* _Что нужно сделать_
1. Измените отрывок о ЛШ: перепишите его от «Антон: На самом» до «Фондом президентских грантов.», поставив «текущий ремонт» вместо «косметический ремонт».
2. Сколько публикаций о ходе реализации проекта за летний период обязались написать, согласно отрывку о ЛШ?

Также очень сложно выбрать тон: хочется показывать, что мы все за равенство, но страшно скатиться в панибратство и жаргон, не хочется уходить и в бюрократический тон. Потому тон, в котором говорит ЛШ с миром — достаточно сложная вещь. Думаю, отчасти из-за этого в предыдущие годы проваливались попытки назначить человека, который бы писал о школе: ты сидишь в Избе, ты занят всей бытовухой. Когда в этом году мы подавали заявку на президентский грант, который мы в итоге выиграли, помимо того, что мы и так собирались сделать, мы прописали, что за летний период мы обязуемся написать не менее 150 публикаций о ходе реализации проекта.

Антон: На самом деле там намного больше всего. Это целый проект, в котором большая часть финансов и работ отводится на косметический ремонт помещений, строительные работы. Это грант Президента Российской Федерации на развитие гражданского общества, предоставляемый Фондом президентских грантов.

* _Исходные данные_
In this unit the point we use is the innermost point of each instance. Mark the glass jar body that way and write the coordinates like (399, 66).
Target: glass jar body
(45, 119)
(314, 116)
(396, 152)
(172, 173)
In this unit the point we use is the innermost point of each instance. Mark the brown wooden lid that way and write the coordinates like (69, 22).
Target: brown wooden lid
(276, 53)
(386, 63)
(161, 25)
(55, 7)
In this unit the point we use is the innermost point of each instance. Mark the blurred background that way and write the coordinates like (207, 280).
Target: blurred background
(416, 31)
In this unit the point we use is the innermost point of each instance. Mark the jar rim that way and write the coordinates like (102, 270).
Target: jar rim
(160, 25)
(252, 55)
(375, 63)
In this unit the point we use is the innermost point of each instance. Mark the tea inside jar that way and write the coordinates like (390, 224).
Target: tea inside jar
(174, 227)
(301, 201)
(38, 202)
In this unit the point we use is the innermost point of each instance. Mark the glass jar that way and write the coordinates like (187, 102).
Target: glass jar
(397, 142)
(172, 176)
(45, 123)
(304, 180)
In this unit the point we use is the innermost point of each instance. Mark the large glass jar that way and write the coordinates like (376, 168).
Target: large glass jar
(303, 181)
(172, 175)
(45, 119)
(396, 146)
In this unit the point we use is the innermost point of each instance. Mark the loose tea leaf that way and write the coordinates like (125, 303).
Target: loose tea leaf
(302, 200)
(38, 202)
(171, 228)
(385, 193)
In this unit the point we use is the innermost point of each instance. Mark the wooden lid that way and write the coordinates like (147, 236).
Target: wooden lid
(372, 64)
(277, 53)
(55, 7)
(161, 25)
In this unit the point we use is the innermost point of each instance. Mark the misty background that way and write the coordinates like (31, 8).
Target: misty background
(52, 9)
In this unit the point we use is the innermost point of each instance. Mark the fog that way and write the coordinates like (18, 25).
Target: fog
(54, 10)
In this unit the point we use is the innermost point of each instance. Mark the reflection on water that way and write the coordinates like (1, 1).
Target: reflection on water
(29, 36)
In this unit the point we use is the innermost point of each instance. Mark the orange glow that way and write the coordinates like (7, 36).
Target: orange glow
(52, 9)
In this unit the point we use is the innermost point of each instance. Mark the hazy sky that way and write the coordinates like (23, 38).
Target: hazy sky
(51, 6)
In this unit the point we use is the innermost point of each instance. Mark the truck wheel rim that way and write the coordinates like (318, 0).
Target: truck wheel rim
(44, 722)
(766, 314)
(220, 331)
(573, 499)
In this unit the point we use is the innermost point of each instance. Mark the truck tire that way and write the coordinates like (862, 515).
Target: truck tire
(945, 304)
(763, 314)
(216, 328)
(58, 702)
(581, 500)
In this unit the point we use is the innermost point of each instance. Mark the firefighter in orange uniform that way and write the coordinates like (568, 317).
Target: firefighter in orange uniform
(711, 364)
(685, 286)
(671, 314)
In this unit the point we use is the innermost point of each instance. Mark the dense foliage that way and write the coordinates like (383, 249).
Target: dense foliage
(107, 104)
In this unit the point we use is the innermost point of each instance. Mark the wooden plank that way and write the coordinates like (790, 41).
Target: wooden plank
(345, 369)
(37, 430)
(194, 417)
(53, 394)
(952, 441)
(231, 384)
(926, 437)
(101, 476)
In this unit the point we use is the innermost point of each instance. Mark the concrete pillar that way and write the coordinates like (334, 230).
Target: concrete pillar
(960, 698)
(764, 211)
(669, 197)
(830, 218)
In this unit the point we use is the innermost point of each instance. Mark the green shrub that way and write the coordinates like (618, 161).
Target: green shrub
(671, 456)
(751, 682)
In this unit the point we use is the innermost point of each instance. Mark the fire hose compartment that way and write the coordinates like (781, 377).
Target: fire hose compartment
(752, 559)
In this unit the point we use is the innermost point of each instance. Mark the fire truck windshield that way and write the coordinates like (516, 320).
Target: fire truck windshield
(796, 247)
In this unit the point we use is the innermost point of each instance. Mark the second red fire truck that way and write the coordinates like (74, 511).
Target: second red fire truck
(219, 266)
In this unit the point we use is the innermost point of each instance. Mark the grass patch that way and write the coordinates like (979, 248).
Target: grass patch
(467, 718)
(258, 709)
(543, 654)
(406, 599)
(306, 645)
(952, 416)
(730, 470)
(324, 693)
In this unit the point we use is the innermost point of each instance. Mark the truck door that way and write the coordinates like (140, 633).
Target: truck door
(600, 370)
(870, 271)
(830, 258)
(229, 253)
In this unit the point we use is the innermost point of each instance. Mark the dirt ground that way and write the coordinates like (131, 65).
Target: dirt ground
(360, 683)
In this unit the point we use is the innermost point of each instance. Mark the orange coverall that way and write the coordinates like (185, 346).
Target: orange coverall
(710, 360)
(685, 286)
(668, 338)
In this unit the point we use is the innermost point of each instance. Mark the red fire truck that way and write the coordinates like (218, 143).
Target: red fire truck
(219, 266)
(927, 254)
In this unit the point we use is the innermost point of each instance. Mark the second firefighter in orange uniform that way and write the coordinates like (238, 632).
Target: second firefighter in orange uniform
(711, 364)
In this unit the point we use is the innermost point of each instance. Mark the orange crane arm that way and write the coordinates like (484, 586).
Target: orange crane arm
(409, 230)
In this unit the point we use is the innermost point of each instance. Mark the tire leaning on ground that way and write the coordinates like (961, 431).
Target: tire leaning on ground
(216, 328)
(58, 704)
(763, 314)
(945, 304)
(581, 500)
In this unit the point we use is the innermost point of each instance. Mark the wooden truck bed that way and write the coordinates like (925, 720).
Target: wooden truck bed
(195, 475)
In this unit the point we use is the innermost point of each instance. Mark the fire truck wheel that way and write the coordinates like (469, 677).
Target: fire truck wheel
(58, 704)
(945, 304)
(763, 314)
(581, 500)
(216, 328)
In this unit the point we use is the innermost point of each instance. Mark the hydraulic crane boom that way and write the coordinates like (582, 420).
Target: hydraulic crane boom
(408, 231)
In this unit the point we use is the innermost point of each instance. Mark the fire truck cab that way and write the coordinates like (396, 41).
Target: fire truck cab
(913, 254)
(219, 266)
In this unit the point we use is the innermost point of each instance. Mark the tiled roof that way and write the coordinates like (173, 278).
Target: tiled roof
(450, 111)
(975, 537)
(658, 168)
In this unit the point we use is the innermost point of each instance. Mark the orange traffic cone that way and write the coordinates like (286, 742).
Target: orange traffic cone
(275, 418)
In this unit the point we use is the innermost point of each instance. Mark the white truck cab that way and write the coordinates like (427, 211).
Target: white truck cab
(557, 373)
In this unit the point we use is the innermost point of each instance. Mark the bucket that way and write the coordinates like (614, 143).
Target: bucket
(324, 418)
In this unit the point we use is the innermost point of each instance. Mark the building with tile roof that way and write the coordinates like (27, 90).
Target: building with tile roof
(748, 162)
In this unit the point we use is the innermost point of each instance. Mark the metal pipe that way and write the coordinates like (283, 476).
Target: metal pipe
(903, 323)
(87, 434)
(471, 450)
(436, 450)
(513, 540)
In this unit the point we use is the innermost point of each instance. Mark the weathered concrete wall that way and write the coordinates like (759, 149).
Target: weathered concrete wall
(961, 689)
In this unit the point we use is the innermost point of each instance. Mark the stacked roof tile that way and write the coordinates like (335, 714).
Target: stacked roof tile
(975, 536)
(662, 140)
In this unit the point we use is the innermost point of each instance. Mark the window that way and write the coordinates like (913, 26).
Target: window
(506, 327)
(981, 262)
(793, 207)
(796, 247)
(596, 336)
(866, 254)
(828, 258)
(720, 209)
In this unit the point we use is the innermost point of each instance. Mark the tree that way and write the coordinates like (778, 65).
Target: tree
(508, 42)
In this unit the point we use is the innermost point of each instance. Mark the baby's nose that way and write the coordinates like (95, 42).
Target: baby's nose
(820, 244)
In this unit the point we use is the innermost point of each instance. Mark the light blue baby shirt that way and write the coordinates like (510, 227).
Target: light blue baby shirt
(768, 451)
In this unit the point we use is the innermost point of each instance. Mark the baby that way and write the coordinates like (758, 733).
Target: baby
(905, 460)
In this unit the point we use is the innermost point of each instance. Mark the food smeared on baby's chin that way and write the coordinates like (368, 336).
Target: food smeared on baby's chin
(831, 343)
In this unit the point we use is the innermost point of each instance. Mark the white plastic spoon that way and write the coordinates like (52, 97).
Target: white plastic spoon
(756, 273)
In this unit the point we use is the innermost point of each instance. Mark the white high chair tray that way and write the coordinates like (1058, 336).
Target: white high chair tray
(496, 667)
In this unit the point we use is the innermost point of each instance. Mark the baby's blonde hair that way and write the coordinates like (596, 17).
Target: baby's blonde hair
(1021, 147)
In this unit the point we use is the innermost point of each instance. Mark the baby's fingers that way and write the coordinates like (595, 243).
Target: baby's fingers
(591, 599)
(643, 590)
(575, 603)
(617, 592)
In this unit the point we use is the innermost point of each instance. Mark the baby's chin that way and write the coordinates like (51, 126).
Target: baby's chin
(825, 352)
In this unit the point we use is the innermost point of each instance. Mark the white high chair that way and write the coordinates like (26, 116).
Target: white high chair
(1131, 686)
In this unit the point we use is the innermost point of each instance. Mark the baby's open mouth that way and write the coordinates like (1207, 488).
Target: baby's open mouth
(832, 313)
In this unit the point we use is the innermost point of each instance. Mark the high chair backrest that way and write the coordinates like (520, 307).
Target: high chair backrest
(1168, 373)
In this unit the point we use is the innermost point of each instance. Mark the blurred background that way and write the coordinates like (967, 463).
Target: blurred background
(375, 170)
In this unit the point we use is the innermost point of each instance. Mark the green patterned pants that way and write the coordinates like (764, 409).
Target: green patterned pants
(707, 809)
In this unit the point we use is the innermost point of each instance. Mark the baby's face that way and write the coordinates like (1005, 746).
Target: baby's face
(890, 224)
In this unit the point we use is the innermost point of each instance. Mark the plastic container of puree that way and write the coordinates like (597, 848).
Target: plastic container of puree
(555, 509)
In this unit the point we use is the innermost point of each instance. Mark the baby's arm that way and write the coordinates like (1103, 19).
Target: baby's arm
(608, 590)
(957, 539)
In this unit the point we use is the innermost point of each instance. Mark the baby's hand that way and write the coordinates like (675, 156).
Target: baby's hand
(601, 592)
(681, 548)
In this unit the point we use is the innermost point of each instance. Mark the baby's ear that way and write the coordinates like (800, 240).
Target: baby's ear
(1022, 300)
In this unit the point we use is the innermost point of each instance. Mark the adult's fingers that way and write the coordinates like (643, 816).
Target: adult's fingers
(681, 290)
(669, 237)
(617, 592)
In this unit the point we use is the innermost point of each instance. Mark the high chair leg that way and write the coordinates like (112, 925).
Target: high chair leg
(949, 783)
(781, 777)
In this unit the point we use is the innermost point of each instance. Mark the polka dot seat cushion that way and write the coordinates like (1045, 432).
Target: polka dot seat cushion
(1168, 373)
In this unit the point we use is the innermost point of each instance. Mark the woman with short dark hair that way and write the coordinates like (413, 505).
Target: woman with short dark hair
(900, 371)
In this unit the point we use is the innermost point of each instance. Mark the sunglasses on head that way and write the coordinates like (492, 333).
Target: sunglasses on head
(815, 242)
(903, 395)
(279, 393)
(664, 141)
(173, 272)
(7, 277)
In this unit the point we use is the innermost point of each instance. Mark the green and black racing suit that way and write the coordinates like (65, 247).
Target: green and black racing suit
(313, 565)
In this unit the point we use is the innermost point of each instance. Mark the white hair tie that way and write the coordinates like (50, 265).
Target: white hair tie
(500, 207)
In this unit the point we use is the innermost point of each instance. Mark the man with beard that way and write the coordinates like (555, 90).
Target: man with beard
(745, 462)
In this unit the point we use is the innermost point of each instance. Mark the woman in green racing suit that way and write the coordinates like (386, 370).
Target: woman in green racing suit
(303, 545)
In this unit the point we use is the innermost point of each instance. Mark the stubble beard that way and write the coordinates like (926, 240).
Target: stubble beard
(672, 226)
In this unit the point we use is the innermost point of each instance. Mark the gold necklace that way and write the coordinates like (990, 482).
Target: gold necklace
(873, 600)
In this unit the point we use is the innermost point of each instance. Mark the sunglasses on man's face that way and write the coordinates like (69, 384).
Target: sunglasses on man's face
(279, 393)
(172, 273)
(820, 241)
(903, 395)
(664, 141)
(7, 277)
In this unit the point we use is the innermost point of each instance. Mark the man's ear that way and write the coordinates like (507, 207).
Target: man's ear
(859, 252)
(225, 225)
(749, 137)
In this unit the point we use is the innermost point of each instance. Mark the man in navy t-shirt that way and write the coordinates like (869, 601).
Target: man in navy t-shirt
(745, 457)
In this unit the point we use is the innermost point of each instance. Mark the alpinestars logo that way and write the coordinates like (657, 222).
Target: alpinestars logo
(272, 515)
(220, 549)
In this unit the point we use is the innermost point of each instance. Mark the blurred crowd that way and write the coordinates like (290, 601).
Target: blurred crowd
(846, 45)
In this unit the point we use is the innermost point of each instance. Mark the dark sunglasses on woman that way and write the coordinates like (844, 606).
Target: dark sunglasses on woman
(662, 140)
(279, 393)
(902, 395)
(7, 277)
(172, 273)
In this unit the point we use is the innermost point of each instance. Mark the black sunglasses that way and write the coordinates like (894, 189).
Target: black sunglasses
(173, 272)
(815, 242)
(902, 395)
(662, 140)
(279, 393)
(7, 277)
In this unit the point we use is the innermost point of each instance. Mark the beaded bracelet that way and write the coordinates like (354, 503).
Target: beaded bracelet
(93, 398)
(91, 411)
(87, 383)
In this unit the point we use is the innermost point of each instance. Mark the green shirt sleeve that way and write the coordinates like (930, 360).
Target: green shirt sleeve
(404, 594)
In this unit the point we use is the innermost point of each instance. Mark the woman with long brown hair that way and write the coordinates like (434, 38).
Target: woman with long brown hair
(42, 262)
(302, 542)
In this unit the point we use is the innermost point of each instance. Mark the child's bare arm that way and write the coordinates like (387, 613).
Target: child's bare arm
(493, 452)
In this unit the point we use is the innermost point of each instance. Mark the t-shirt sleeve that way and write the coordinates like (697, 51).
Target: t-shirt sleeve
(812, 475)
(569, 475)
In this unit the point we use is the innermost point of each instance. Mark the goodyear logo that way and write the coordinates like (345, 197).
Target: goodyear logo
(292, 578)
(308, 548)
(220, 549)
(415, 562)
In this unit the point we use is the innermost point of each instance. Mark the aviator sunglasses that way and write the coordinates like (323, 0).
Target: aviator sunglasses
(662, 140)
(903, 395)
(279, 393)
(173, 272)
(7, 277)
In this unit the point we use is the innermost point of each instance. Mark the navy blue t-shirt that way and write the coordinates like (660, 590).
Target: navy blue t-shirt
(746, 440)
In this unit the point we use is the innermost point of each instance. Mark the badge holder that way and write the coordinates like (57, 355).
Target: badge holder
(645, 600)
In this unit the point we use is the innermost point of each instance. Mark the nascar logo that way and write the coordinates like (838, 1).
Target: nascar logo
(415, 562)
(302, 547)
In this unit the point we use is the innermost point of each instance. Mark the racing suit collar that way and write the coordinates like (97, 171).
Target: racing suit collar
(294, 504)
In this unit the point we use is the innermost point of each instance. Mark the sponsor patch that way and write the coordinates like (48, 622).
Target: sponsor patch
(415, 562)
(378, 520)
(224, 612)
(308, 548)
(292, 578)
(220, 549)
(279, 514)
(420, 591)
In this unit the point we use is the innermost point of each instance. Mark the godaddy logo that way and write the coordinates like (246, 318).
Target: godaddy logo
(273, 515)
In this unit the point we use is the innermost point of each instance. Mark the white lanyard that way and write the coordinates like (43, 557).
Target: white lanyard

* _Ответы по заданиям_
1.
Антон: На самом деле там намного больше всего. Это целый проект, в котором большая часть финансов и работ отводится на текущий ремонт помещений, строительные работы. Это грант Президента Российской Федерации на развитие гражданского общества, предоставляемый Фондом президентских грантов.

2. Не менее 150 публикаций.